§ **Goal**
Return nothing but the lines from the line with "Target: blurred background" through the last line of the entries that follow, copied exactly and free of pictures.

§ **Records for the exercise**

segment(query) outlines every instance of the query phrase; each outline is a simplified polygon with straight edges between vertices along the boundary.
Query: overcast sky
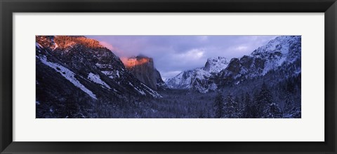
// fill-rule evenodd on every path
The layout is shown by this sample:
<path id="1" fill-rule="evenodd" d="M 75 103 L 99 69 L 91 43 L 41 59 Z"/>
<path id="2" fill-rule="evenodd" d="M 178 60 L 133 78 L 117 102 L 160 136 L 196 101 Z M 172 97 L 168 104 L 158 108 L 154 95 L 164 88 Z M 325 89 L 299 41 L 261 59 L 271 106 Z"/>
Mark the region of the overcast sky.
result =
<path id="1" fill-rule="evenodd" d="M 86 36 L 119 57 L 152 57 L 163 79 L 204 66 L 207 58 L 249 55 L 277 36 Z"/>

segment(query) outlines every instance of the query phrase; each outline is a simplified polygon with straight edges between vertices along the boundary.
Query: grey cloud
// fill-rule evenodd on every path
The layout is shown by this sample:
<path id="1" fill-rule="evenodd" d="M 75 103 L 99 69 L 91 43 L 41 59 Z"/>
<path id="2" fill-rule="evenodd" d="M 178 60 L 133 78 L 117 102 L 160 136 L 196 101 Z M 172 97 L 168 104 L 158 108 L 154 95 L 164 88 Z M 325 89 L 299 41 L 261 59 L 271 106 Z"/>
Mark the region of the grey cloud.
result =
<path id="1" fill-rule="evenodd" d="M 209 57 L 230 59 L 249 55 L 277 36 L 86 36 L 110 45 L 120 57 L 140 54 L 152 57 L 156 68 L 167 78 L 180 71 L 203 66 Z"/>

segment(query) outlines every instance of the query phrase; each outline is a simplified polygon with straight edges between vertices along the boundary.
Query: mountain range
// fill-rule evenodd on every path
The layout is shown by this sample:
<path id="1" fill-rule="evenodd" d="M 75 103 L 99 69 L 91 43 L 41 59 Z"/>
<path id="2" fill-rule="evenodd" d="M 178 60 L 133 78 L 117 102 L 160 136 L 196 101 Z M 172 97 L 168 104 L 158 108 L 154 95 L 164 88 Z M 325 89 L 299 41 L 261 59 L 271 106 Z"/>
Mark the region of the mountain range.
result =
<path id="1" fill-rule="evenodd" d="M 209 58 L 204 67 L 184 71 L 166 80 L 166 83 L 173 89 L 206 93 L 263 76 L 271 71 L 290 67 L 294 70 L 286 70 L 287 76 L 296 76 L 300 74 L 300 36 L 278 36 L 240 58 L 230 61 L 221 57 Z"/>

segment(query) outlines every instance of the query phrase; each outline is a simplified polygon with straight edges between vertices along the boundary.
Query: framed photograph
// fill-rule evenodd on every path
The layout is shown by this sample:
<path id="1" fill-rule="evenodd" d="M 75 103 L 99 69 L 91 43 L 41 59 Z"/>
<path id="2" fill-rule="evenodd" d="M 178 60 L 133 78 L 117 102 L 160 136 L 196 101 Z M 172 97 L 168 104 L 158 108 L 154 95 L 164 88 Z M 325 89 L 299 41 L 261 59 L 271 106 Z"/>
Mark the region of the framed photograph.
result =
<path id="1" fill-rule="evenodd" d="M 335 0 L 1 1 L 1 153 L 336 153 Z"/>

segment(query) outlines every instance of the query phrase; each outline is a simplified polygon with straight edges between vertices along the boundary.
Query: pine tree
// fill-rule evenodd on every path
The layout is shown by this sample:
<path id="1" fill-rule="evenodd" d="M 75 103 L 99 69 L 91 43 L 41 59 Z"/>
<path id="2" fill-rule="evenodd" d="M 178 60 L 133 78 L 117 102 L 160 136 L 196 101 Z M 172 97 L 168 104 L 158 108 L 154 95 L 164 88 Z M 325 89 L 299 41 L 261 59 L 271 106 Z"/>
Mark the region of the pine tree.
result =
<path id="1" fill-rule="evenodd" d="M 224 117 L 223 113 L 223 98 L 221 93 L 218 93 L 214 101 L 214 110 L 216 118 L 221 118 Z"/>
<path id="2" fill-rule="evenodd" d="M 284 113 L 288 113 L 288 114 L 290 113 L 293 108 L 293 98 L 290 94 L 290 92 L 287 92 L 286 94 L 284 106 L 283 108 Z"/>
<path id="3" fill-rule="evenodd" d="M 233 99 L 233 96 L 228 93 L 226 97 L 225 104 L 225 115 L 227 118 L 237 118 L 238 111 L 237 111 L 237 103 Z"/>
<path id="4" fill-rule="evenodd" d="M 246 92 L 246 96 L 244 97 L 244 118 L 251 118 L 251 97 L 248 92 Z"/>
<path id="5" fill-rule="evenodd" d="M 272 93 L 267 87 L 267 85 L 263 82 L 258 96 L 257 109 L 258 110 L 258 116 L 260 118 L 264 118 L 265 115 L 267 115 L 268 113 L 266 110 L 270 108 L 270 105 L 272 103 Z"/>

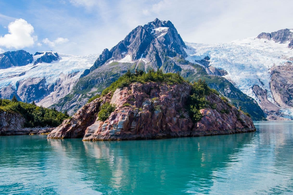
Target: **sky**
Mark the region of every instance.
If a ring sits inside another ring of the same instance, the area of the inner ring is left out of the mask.
[[[184,41],[228,42],[293,28],[292,7],[292,0],[1,0],[0,53],[100,53],[156,18]]]

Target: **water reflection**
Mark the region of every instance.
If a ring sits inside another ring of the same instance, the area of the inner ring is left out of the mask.
[[[255,125],[253,133],[155,140],[0,137],[0,194],[292,192],[293,123]]]

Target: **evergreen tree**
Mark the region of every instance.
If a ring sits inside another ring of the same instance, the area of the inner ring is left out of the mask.
[[[69,115],[68,114],[68,113],[67,112],[67,111],[66,110],[65,110],[65,111],[64,111],[64,112],[63,113],[67,117],[69,116]]]
[[[15,96],[15,95],[13,95],[13,97],[12,98],[12,99],[11,99],[11,101],[13,102],[17,102],[18,101],[18,100],[17,100],[17,98],[16,98],[16,96]]]

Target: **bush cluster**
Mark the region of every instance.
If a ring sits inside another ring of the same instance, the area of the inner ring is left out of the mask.
[[[133,82],[137,82],[144,83],[151,81],[164,82],[170,84],[181,83],[185,82],[183,78],[179,74],[164,74],[160,69],[156,71],[150,70],[147,73],[142,70],[137,71],[136,70],[135,73],[132,73],[128,70],[117,80],[104,89],[102,92],[102,95],[106,95],[110,92],[113,93],[116,89],[128,86]]]
[[[195,122],[202,118],[200,110],[208,107],[210,104],[209,102],[206,99],[205,96],[214,93],[214,90],[209,87],[205,81],[200,79],[192,84],[191,86],[191,95],[187,101],[187,108],[190,118]]]
[[[0,110],[17,112],[25,119],[25,127],[34,127],[48,125],[57,127],[64,120],[69,118],[66,111],[64,113],[52,109],[37,106],[33,102],[28,103],[18,101],[15,98],[13,101],[0,99]]]
[[[106,102],[101,106],[98,114],[98,119],[104,121],[108,118],[110,115],[116,109],[115,104]]]
[[[92,102],[97,98],[100,97],[100,96],[99,94],[97,94],[94,96],[91,97],[88,100],[88,103],[89,103],[90,102]]]

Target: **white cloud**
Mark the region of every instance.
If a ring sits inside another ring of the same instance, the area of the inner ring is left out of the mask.
[[[43,39],[42,42],[44,44],[48,45],[51,47],[54,47],[56,46],[57,45],[65,43],[69,41],[69,40],[67,38],[59,37],[53,41],[51,41],[48,38],[46,38]]]
[[[23,19],[10,23],[8,28],[9,34],[0,37],[0,46],[19,49],[32,46],[37,40],[37,37],[33,35],[34,27]]]

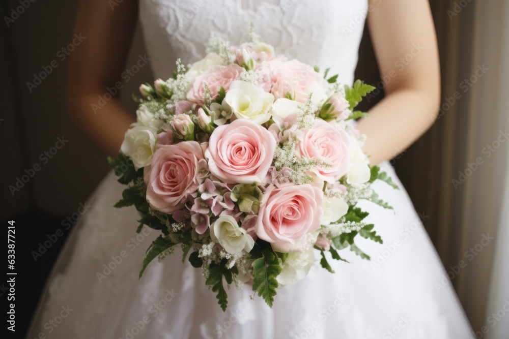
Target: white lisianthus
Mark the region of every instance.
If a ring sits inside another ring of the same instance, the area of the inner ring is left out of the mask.
[[[315,237],[315,240],[316,237]],[[312,245],[303,252],[291,252],[281,265],[277,282],[282,285],[295,284],[305,278],[315,264],[315,250]]]
[[[155,128],[146,126],[136,126],[126,132],[120,150],[131,158],[136,169],[150,165],[157,133]]]
[[[320,107],[327,100],[327,89],[322,84],[313,81],[306,89],[308,95],[313,94],[311,102],[313,105]]]
[[[145,105],[140,105],[136,110],[136,117],[138,124],[134,126],[152,127],[158,130],[164,123],[162,120],[154,119],[154,113]]]
[[[222,59],[215,53],[209,53],[204,58],[191,65],[186,74],[189,83],[192,84],[197,76],[209,69],[212,66],[222,65]]]
[[[238,253],[242,250],[249,252],[254,246],[252,237],[245,229],[239,227],[237,221],[231,215],[220,215],[210,225],[210,237],[230,254]]]
[[[274,47],[268,44],[257,42],[253,44],[252,48],[253,50],[259,54],[258,60],[257,61],[263,61],[274,56]]]
[[[350,166],[347,176],[349,183],[359,184],[371,177],[370,160],[361,148],[359,141],[352,137],[350,143]]]
[[[348,204],[345,200],[337,197],[324,196],[322,203],[323,216],[322,225],[329,225],[335,223],[348,211]]]
[[[286,98],[278,99],[274,102],[271,110],[272,120],[280,130],[287,129],[290,123],[297,122],[299,105],[301,104]]]
[[[270,118],[269,109],[274,102],[274,96],[252,83],[235,80],[224,101],[238,118],[262,125]]]

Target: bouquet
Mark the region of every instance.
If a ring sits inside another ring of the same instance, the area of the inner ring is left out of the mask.
[[[276,289],[304,279],[318,258],[331,273],[328,260],[346,261],[341,250],[369,259],[355,237],[382,239],[356,204],[390,208],[371,185],[397,188],[370,166],[352,123],[374,88],[342,86],[252,31],[237,47],[213,35],[205,58],[176,64],[172,78],[140,87],[137,122],[109,159],[128,186],[115,206],[135,207],[137,232],[161,232],[140,277],[179,246],[225,311],[232,284],[252,282],[271,307]]]

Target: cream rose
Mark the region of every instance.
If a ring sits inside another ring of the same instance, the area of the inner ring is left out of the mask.
[[[210,238],[230,254],[238,253],[242,250],[249,252],[254,245],[253,238],[245,229],[239,227],[231,215],[220,215],[210,225]]]
[[[262,125],[270,118],[269,110],[274,96],[252,83],[236,80],[226,94],[224,102],[239,119],[247,119]]]
[[[348,211],[348,204],[341,198],[324,196],[322,209],[322,225],[326,225],[336,222],[346,214]]]
[[[302,280],[309,272],[316,261],[315,250],[312,245],[308,246],[302,252],[289,253],[281,265],[282,269],[277,276],[277,282],[285,285]]]
[[[157,133],[156,129],[146,126],[135,126],[126,132],[120,150],[132,160],[136,169],[150,165]]]

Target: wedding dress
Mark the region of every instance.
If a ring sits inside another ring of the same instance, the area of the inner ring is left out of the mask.
[[[169,77],[177,58],[202,58],[211,32],[238,44],[252,22],[277,52],[330,67],[343,83],[354,80],[367,0],[139,2],[156,77]],[[303,280],[278,291],[271,309],[258,296],[251,300],[250,286],[233,288],[224,313],[201,270],[182,263],[180,250],[154,261],[138,279],[158,232],[147,228],[137,235],[134,209],[112,207],[125,187],[110,173],[68,239],[28,337],[41,332],[65,339],[471,337],[423,227],[426,212],[416,212],[393,168],[382,166],[400,190],[374,186],[393,211],[361,204],[384,240],[358,239],[371,261],[344,250],[351,263],[329,260],[333,274],[317,263]]]

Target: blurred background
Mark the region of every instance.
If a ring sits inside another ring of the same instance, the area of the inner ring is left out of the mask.
[[[71,33],[77,3],[4,0],[0,5],[0,220],[6,230],[14,221],[17,231],[17,337],[29,325],[72,226],[109,170],[66,111],[68,54],[79,48],[72,45],[79,39]],[[424,225],[448,272],[444,281],[454,285],[477,337],[506,338],[509,2],[430,3],[441,64],[439,118],[410,148],[394,149],[391,163],[417,212],[426,216]],[[126,67],[145,53],[138,27]],[[43,79],[35,75],[41,72]],[[377,87],[362,104],[369,109],[383,98],[384,85],[366,29],[356,77]],[[131,94],[153,80],[150,65],[140,68],[124,84],[122,102],[134,112]],[[6,281],[0,279],[3,299]],[[498,319],[494,325],[493,319]]]

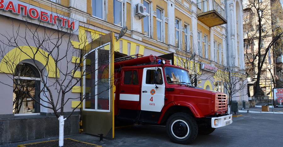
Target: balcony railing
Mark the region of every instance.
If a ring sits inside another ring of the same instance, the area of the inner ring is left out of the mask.
[[[282,59],[283,59],[283,55],[281,55],[279,57],[277,57],[275,59],[275,63],[282,63]]]
[[[225,10],[214,0],[205,0],[196,4],[198,19],[206,25],[210,27],[227,23]]]

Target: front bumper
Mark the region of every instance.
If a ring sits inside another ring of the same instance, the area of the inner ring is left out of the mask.
[[[232,123],[232,114],[211,118],[211,127],[213,128],[224,127]]]

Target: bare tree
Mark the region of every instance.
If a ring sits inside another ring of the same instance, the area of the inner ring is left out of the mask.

§ **Problem solution**
Target: blurred background
Mark the region of every instance.
If a ring sits inside another ring of the same instance, the area of the inner ring is left out of the mask.
[[[71,33],[77,3],[4,0],[0,5],[0,220],[6,230],[14,221],[17,231],[17,337],[29,325],[72,226],[109,170],[66,111],[68,54],[79,48],[72,45],[79,39]],[[424,225],[448,272],[444,281],[454,285],[477,337],[506,338],[509,2],[430,3],[441,64],[439,118],[410,148],[394,149],[391,163],[417,212],[426,216]],[[126,67],[145,53],[138,27]],[[43,79],[35,75],[41,72]],[[377,87],[362,104],[369,109],[383,98],[384,85],[366,29],[356,77]],[[131,94],[153,80],[150,65],[140,68],[124,84],[122,102],[134,112]],[[6,281],[0,279],[3,299]],[[498,319],[494,325],[493,319]]]

Target: balcony railing
Mark the region of every instance.
If a ring sits inside another ring of the same instance, the area of the inner ring is left out of the mask.
[[[282,59],[283,59],[283,55],[281,55],[279,57],[277,57],[275,59],[275,63],[282,63]]]
[[[225,10],[214,0],[205,0],[196,4],[198,19],[206,25],[210,27],[227,23]]]

Target: front bumper
Mark the region of every instance.
If a ring sits inside another ring of the same instance, the area of the inner ring is left out of the mask.
[[[232,123],[232,114],[211,118],[211,127],[213,128],[224,127]]]

Target: bare tree
Mark the region of every instance.
If a ring sits inside another ring of the same instance, the area of the inner ring is left out of the mask.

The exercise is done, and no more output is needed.